--- Begin DATASET EXCERPTS ---

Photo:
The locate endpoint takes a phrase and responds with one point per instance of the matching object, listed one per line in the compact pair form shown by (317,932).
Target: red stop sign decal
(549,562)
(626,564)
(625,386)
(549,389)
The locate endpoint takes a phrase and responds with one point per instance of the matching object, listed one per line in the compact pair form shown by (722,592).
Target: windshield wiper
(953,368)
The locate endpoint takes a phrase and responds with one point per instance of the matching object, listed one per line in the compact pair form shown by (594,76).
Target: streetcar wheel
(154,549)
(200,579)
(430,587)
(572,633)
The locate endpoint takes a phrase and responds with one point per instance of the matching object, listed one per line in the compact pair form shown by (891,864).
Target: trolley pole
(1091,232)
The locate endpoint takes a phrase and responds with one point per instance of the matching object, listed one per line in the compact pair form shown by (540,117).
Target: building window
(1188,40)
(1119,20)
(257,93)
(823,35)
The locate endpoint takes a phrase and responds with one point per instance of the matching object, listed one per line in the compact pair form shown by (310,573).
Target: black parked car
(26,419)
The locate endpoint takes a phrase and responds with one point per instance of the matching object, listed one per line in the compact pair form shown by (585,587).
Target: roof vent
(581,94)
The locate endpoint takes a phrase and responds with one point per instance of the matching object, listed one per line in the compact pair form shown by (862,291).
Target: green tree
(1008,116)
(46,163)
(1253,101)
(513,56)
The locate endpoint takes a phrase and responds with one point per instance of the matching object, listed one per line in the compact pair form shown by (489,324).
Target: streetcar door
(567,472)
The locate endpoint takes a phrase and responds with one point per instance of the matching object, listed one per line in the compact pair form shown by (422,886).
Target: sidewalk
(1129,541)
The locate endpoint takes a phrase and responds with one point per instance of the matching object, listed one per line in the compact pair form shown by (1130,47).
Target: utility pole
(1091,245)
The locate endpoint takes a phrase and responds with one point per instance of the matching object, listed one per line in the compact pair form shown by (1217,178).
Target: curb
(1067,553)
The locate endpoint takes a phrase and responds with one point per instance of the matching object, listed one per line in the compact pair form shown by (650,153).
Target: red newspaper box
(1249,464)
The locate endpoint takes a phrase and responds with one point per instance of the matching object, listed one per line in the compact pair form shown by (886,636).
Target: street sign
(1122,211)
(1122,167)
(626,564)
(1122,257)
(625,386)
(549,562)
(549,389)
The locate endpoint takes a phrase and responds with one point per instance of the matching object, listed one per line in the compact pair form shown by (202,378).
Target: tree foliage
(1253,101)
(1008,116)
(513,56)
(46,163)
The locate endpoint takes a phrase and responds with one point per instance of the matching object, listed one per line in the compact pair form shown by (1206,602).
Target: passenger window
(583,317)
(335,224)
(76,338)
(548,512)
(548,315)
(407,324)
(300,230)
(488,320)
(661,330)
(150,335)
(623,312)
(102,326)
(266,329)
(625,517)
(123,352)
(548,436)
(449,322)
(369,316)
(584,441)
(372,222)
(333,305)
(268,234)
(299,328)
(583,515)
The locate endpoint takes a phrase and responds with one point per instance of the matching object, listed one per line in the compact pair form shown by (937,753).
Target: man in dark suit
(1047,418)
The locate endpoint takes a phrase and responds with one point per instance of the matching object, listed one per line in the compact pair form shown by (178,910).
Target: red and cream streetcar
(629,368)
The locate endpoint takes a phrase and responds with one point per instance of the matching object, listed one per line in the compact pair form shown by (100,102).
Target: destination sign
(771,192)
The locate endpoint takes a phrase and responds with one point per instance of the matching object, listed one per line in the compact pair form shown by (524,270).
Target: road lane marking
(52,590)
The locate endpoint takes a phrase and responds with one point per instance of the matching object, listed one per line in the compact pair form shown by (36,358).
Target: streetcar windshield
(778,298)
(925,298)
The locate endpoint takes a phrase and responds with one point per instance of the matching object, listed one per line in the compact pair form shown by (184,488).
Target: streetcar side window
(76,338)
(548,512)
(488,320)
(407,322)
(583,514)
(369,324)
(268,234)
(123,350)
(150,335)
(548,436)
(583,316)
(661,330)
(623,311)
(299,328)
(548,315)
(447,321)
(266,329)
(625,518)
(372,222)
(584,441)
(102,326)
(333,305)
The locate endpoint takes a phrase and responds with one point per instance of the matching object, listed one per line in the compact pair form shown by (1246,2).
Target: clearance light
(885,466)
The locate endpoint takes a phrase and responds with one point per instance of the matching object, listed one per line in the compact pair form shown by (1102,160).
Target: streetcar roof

--- End DATASET EXCERPTS ---

EXERCISE DIRECTIONS =>
Repeat all the entries word for word.

FULL OUTPUT =>
Photo:
The locate endpoint takes a phrase and responds with one point per instance of the matching object, listed one per line in the compact pair form shown by (317,932).
Target: red stop sign decal
(549,562)
(626,564)
(625,386)
(549,389)
The locate endpoint takes a phrase and responds with one point per instance of the matching object, listed one per line in the compact pair form shown by (722,592).
Target: windshield wiper
(953,368)
The locate endpoint takes a phrase and responds with one point per instance of the matching object, listed one per line in the compact pair form shown by (594,76).
Target: streetcar wheel
(154,549)
(200,579)
(430,587)
(572,633)
The locate endpoint takes a phrase and responds with one point per instance of the matching object, listed one per line in the compact pair form shown by (891,864).
Target: trolley pole
(1091,232)
The locate endpoint takes a phrase and responds with one point per instance of the matching object, listed one per line in the compact pair form shown by (540,117).
Target: building window
(1188,40)
(1119,20)
(257,93)
(823,35)
The locate endpoint takes a phrase and responds with one point per instance of the matching object, listed one per line in the compact pair form shown by (310,573).
Target: black parked car
(26,419)
The locate endpoint takes a phrase and responds with one point per instance of the matching object, listed one per line in the compact pair form shown by (585,587).
Target: roof vent
(581,94)
The locate endpoint takes a phrase and responds with one point per instance of the matching object, listed one per line in the compact pair form shown by (862,291).
Target: green tree
(1008,116)
(46,163)
(1253,101)
(513,56)
The locate endpoint takes a phrase and responds with one point per instance of the matching object, listed one per line in the compact pair form shown by (489,324).
Target: streetcar door
(567,472)
The locate endpoint takes a phrase and responds with one point per instance of the matching object, listed one per line in the compact pair form shown by (422,886).
Target: sidewalk
(1129,541)
The locate endpoint takes a phrase and responds with one point per instance of the matching object, listed one per line in the compact pair form shown by (1130,47).
Target: utility pole
(1091,245)
The locate endpoint takes a phrase and responds with one point per instance of the matching object, listed one per line in the compact pair form shown by (1217,178).
Target: curb
(1067,553)
The locate endpoint takes a phrase and responds with one point per instance of the matching object, listed one per line in the compact pair form shown by (650,153).
Target: red newspaper box
(1249,464)
The locate endpoint takes a phrase and responds with one point per instance of the matching object, listed one per line in the compact pair form shown by (886,636).
Target: street sign
(1122,211)
(1122,167)
(626,564)
(1122,257)
(625,386)
(549,562)
(549,389)
The locate endpoint takes a phrase and responds with one point per instance of the matching object, listed one per line in the compact pair form shown by (202,378).
Target: tree foliage
(1253,101)
(1008,116)
(513,56)
(46,163)
The locate endpoint takes a phrase and responds with one point per instance of the matching object, listed one per line in the compact pair form shown by (1206,602).
Target: passenger window
(583,317)
(335,224)
(76,338)
(548,512)
(548,315)
(407,324)
(300,230)
(488,320)
(661,330)
(150,335)
(623,312)
(102,326)
(266,329)
(625,517)
(123,352)
(548,436)
(449,322)
(369,316)
(584,441)
(372,222)
(333,305)
(268,234)
(299,328)
(583,515)
The locate endpoint takes a phrase and responds with one point per instance of the matching object, listed one per line in the compact pair form shown by (937,753).
Target: man in dark suit
(1047,418)
The locate endpoint takes a phrase and responds with one point per instance of the matching object, listed one per line in the compact pair form shown by (178,910).
Target: red and cream streetcar
(629,368)
The locate endpoint takes a phrase and responds with one point per instance of the matching object, listed one per line in the compact pair form shown by (100,102).
Target: destination sign
(771,192)
The locate endpoint takes a phrase and responds with one point per instance of the matching object, listed one per line in the compact pair form shown by (524,270).
Target: road lane marking
(52,590)
The locate endpoint takes a phrase and responds with one point per instance of the matching object, listed one per line in the compact pair form shown by (36,358).
Target: streetcar windshield
(778,298)
(925,298)
The locate endpoint takes a phrase and responds with one point per instance of the matching object, listed one per line in the compact pair form shown by (184,488).
Target: streetcar side window
(76,338)
(548,512)
(488,320)
(407,322)
(583,514)
(369,324)
(268,234)
(123,350)
(150,335)
(548,436)
(583,316)
(661,330)
(623,311)
(299,328)
(548,315)
(447,321)
(266,329)
(625,518)
(372,222)
(584,441)
(102,326)
(333,305)
The locate endpoint takes a phrase and responds with one point per instance of the matching object, listed one per line in the compact pair form shown by (1246,2).
Target: clearance light
(885,466)
The locate endpoint takes a phrase and responds with one point per instance of the matching object, listed one per line in the compact pair form shown by (1102,160).
Target: streetcar roof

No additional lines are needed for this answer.